══ Information provided

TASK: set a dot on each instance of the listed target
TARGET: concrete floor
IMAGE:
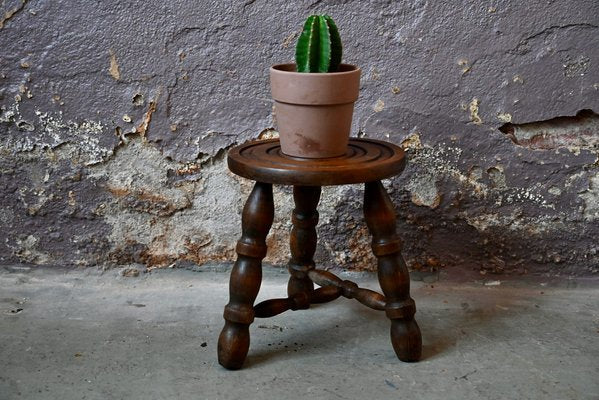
(89, 334)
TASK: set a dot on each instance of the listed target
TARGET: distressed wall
(116, 117)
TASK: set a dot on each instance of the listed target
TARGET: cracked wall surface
(115, 120)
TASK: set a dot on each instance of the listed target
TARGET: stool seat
(366, 160)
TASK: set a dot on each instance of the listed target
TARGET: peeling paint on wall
(113, 140)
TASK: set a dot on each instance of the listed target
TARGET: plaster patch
(473, 109)
(114, 66)
(591, 199)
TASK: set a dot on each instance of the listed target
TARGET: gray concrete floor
(89, 334)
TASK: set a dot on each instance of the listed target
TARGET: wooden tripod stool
(366, 161)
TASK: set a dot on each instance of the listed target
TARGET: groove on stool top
(366, 160)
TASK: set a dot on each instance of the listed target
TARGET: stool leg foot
(393, 274)
(406, 339)
(303, 240)
(246, 277)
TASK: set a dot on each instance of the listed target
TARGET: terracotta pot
(314, 110)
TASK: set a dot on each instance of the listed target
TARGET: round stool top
(366, 160)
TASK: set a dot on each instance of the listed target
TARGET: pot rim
(291, 69)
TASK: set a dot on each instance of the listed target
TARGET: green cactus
(319, 46)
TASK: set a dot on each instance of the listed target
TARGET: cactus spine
(319, 46)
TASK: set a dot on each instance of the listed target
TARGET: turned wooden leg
(392, 272)
(303, 243)
(246, 276)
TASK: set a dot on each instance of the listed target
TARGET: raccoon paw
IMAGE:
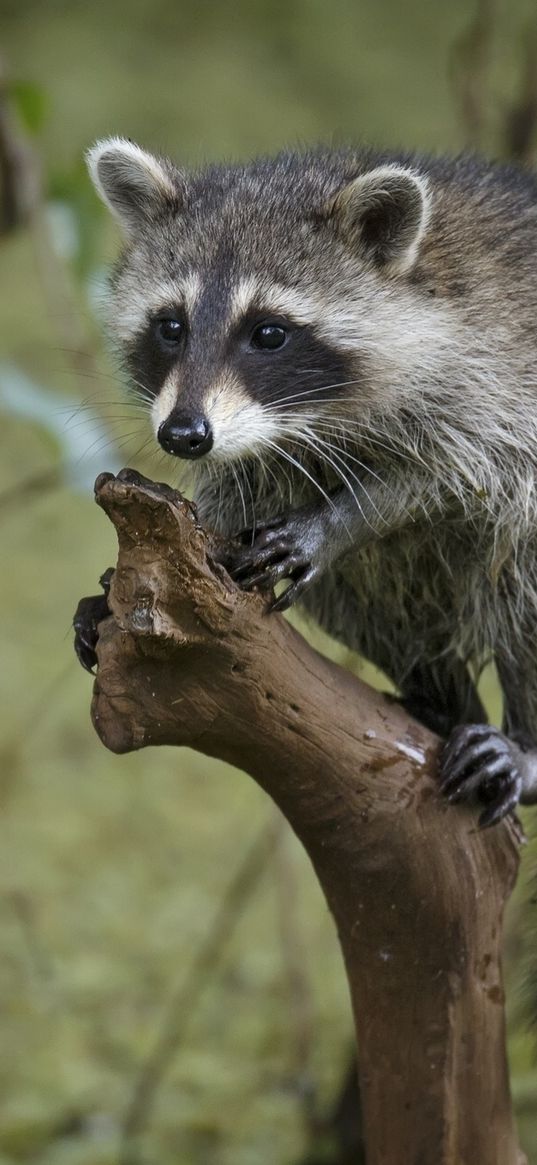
(480, 764)
(87, 616)
(276, 550)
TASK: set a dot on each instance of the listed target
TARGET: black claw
(479, 764)
(89, 614)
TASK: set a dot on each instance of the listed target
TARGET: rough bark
(416, 891)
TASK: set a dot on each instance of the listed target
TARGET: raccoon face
(249, 302)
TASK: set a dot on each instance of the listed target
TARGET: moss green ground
(111, 869)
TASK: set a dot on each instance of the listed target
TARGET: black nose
(185, 436)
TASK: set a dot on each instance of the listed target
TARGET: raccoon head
(254, 302)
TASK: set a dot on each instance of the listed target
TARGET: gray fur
(436, 435)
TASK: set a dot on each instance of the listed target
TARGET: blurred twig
(520, 119)
(470, 61)
(34, 486)
(19, 171)
(295, 958)
(184, 1000)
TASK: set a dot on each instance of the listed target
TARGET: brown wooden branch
(416, 891)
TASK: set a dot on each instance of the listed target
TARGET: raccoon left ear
(386, 213)
(134, 184)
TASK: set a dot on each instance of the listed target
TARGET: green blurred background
(117, 923)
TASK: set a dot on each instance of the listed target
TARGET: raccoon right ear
(384, 213)
(134, 184)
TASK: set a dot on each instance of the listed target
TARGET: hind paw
(480, 764)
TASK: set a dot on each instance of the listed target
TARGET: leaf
(32, 104)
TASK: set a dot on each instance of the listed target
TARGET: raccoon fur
(344, 347)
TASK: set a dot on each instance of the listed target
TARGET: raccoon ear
(134, 184)
(386, 213)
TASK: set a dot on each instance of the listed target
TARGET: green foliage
(111, 868)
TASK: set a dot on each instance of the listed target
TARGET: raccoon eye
(170, 330)
(268, 336)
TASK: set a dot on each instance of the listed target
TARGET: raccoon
(343, 345)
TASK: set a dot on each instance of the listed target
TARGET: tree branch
(416, 891)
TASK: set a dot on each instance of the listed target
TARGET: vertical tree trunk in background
(417, 894)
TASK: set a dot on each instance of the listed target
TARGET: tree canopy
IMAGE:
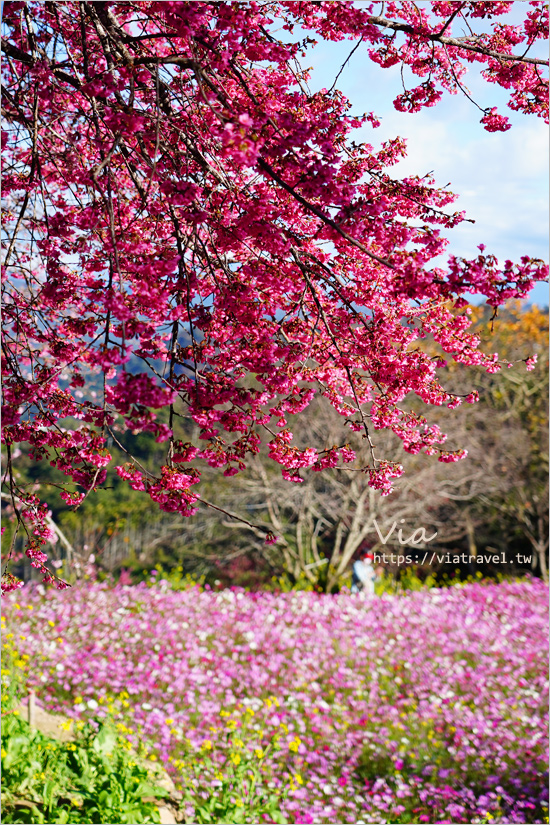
(192, 236)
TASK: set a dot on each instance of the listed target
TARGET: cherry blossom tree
(176, 197)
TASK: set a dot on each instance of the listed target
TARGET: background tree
(175, 195)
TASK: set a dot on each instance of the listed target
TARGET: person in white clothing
(363, 575)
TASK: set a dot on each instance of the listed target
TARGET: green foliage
(240, 794)
(92, 779)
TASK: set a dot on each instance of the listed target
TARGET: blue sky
(501, 177)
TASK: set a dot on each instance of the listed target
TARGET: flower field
(424, 707)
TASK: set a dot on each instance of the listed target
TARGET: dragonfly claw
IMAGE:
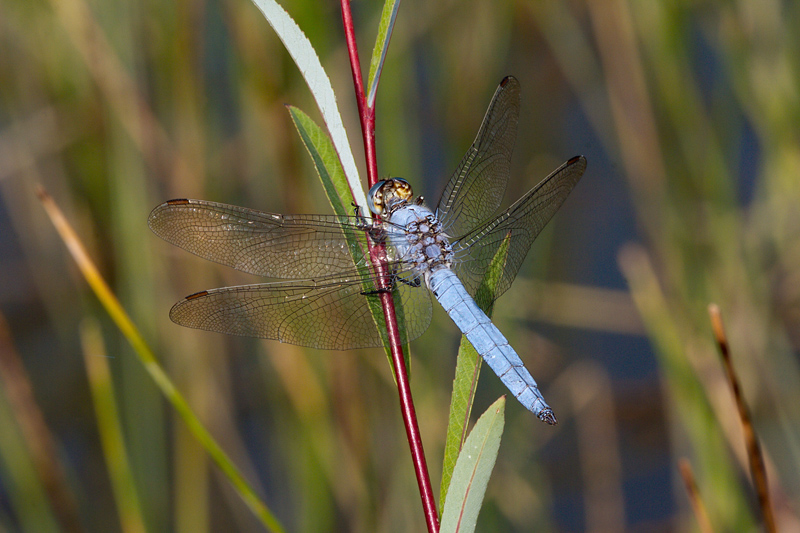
(547, 415)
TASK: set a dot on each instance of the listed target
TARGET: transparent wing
(265, 244)
(476, 189)
(327, 313)
(521, 224)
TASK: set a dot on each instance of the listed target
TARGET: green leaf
(306, 59)
(473, 469)
(468, 368)
(328, 166)
(330, 172)
(385, 27)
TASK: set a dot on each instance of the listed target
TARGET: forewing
(265, 244)
(521, 224)
(328, 313)
(476, 189)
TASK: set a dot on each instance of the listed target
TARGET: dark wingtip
(546, 415)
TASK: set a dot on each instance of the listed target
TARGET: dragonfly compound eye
(385, 193)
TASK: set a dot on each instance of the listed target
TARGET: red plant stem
(378, 256)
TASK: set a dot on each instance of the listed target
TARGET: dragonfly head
(386, 193)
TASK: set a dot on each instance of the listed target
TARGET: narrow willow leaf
(330, 172)
(148, 359)
(473, 469)
(385, 27)
(306, 59)
(328, 166)
(468, 368)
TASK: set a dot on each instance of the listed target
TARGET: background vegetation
(688, 113)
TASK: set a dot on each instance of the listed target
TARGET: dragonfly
(331, 286)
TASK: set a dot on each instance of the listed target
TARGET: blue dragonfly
(329, 302)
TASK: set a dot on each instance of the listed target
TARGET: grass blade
(306, 59)
(385, 27)
(110, 428)
(758, 469)
(473, 469)
(148, 359)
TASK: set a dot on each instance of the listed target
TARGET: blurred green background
(688, 114)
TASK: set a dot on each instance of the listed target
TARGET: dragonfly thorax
(418, 240)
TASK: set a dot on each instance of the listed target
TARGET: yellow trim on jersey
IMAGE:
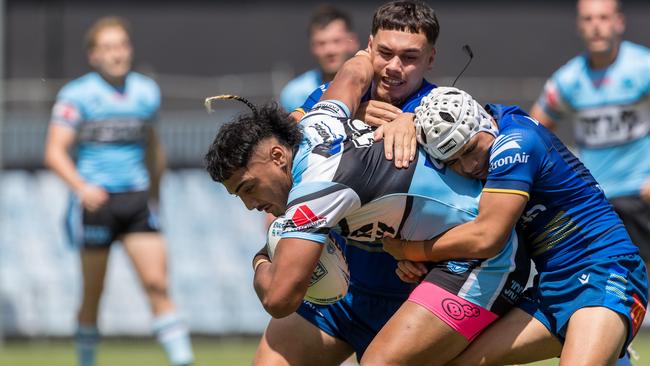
(510, 191)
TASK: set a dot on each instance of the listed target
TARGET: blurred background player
(605, 92)
(591, 290)
(331, 42)
(109, 115)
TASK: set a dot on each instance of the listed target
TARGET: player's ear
(279, 156)
(620, 23)
(432, 57)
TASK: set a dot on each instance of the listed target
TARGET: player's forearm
(62, 165)
(351, 81)
(278, 298)
(470, 240)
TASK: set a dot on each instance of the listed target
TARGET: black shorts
(635, 214)
(123, 213)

════

■ **The problem**
Quote each line of the listing exactly, but leave the pictures out.

■ **Output for this exercise**
TASK: set a dot on each instance of the listed target
TARGET: concrete floor
IMAGE:
(89, 334)
TASK: set a dot on each instance of the listed target
TARGET: distressed wall
(116, 117)
TASK: set a dot on each instance of the listed target
TARGET: cracked wall surface
(115, 120)
TASK: set a dot on each instance of the listed target
TARGET: stool seat
(366, 160)
TASK: set a dot on each instance of the listed target
TARGET: peeling paint on wall
(113, 140)
TASK: set a dot on each instance of the listed target
TARGET: plaster patch
(473, 109)
(114, 66)
(591, 199)
TASK: set a dot on each instance of the listed target
TARGET: gray concrete floor
(89, 334)
TASK: set a dot on each instance of the listed target
TARGET: wooden tripod stool
(366, 161)
TASK: set a dot on each instance of the listed target
TARGET: groove on stool top
(366, 160)
TASK: set a dot on each instance of the listed target
TARGET: stool leg foot
(393, 274)
(406, 339)
(303, 240)
(246, 277)
TASK: set a dot on each instance of the listed target
TARGET: terracotta pot
(314, 110)
TASK: set a dot on each instance of the listed target
TARGET: round stool top
(366, 160)
TASK: set a dot on each instance of the listed target
TARGET: pot rim
(291, 69)
TASK: set a dot on each instance of the listed target
TARGET: green cactus
(319, 46)
TASK: set a dot on each instance of the listed target
TARGET: cactus spine
(319, 46)
TASK: set a dot on each instance of the listed target
TARGET: turned wooden leg
(392, 272)
(303, 243)
(246, 276)
TASK: set a dot on each instance of the listed target
TARGET: raccoon paw
IMAGE:
(480, 764)
(87, 616)
(276, 550)
TASK: set a dot on each instance of the listed target
TARGET: black claw
(479, 764)
(89, 614)
TASK: set a dot on each instance of the listed target
TARGET: rough bark
(416, 891)
TASK: set a dot on each instance of the listed target
TARGET: raccoon face
(249, 302)
TASK: set a dot on each instance of the listed target
TARGET: moss green ground
(111, 869)
TASK: set a dot on each instance of the listed target
TARGET: black nose
(185, 436)
TASK: set a dot on each instance of the listed target
TARGET: raccoon head
(254, 302)
TASK: set a dot on each instance of the listed target
TARGET: gray fur
(436, 435)
TASK: set a dot on each instance of the listed target
TARGET: blurred twig
(520, 119)
(470, 61)
(34, 486)
(19, 171)
(295, 958)
(184, 1000)
TASK: set a dot on each instance of the listed target
TARGET: brown wooden branch
(416, 891)
TASK: set a dot on each instance of the listed target
TARGET: raccoon left ear
(386, 213)
(134, 184)
TASK: set a dot on each instance of the listed target
TARGET: green blurred background
(117, 923)
TASK: set a dot on each instance of the listed target
TARGET: raccoon right ear
(384, 213)
(134, 184)
TASK: set a dot on each instance of the listed target
TARGET: hind paw
(480, 764)
TASK: set a dot on each instance of the listed target
TARGET: leaf
(32, 104)
TASK: set a dot on each instance of the listed target
TARGET: raccoon fur
(344, 347)
TASK: set a dot on each instance of the listed target
TARGET: raccoon ear
(134, 184)
(386, 213)
TASK: set a dot on each instance of the listed target
TARGET: green foliage
(111, 868)
TASK: set a dot on each instance of the listed target
TARGET: raccoon eye
(170, 330)
(268, 336)
TASK: set a dot on each instance of the listed target
TARGET: raccoon
(343, 345)
TASK: set a dot on each instance of the listed target
TARGET: tree branch
(416, 891)
TASK: set a dot on each instance of the listed target
TARGET: vertical tree trunk in background
(417, 894)
TASK: set a dot on each instance of the listed target
TARGET: tree canopy
IMAGE:
(192, 236)
TASK: set a dot on each instance of the listed target
TARGET: cherry blossom tree
(176, 197)
TASK: set a dot on each instance of the listed target
TARGET: background tree
(175, 195)
TASK: set a dot on each instance of the listed target
TARGET: person in white clothing
(363, 575)
TASK: set a dot on each instance of the listed target
TARGET: green foliage
(240, 794)
(92, 779)
TASK: set a dot on each instance of the listed target
TARGET: blue sky
(501, 177)
TASK: set a dot on each instance of the listed target
TARGET: flower field
(424, 707)
TASK: set a dot on each instance of the listed target
TARGET: dragonfly claw
IMAGE:
(547, 415)
TASK: set a dot on each instance of the listed target
TARGET: transparent wing
(265, 244)
(476, 189)
(327, 313)
(521, 224)
TASK: set a dot on each instance of the listed target
TARGET: green leaf
(306, 59)
(473, 469)
(468, 368)
(328, 166)
(330, 172)
(385, 27)
TASK: set a dot on each instance of the listed target
TARGET: forewing
(265, 244)
(521, 224)
(328, 313)
(476, 189)
TASK: set a dot on each instance of the listed target
TARGET: dark wingtip
(546, 415)
TASK: set a dot on each instance of the listed target
TARGET: dragonfly compound eye
(385, 193)
TASK: set a dot on each instance of the listed target
TARGET: red plant stem
(378, 256)
TASK: set a dot on each instance of the listed target
TARGET: dragonfly head
(386, 193)
TASK: set a dot on each instance of the listed target
TARGET: narrow willow leaf
(330, 172)
(148, 359)
(473, 469)
(385, 27)
(306, 59)
(328, 166)
(468, 368)
TASK: set a dot on each instance of the listed target
TARGET: background vegetation
(688, 113)
TASK: set a dot on each instance of the listed target
TARGET: dragonfly
(331, 286)
TASK: set a dot on each instance of the listed target
TARGET: blue dragonfly
(329, 302)
TASK: set a dot on each instance of the listed target
TARGET: grass blade
(306, 59)
(385, 27)
(110, 428)
(758, 469)
(473, 469)
(148, 359)
TASK: set a dot on each instance of the listed target
TARGET: blurred green background
(688, 114)
TASK: set a dot on each instance of the listed target
TARGET: dragonfly thorax
(418, 240)
TASK: set a dot on each instance of the listed target
TARGET: yellow trim on jersey
IMAGE:
(510, 191)
TASK: set a dot on each instance of the listed target
TARGET: blurred background player
(605, 92)
(591, 290)
(331, 42)
(109, 115)
TASK: set a dot on each instance of the listed target
TARGET: player's ear
(279, 156)
(620, 23)
(432, 57)
TASK: set a dot on each instance of the listed target
TARGET: player's forearm
(62, 165)
(351, 81)
(278, 298)
(470, 240)
TASK: set a dot on each instance of the listed target
TARGET: black shorts
(635, 214)
(123, 213)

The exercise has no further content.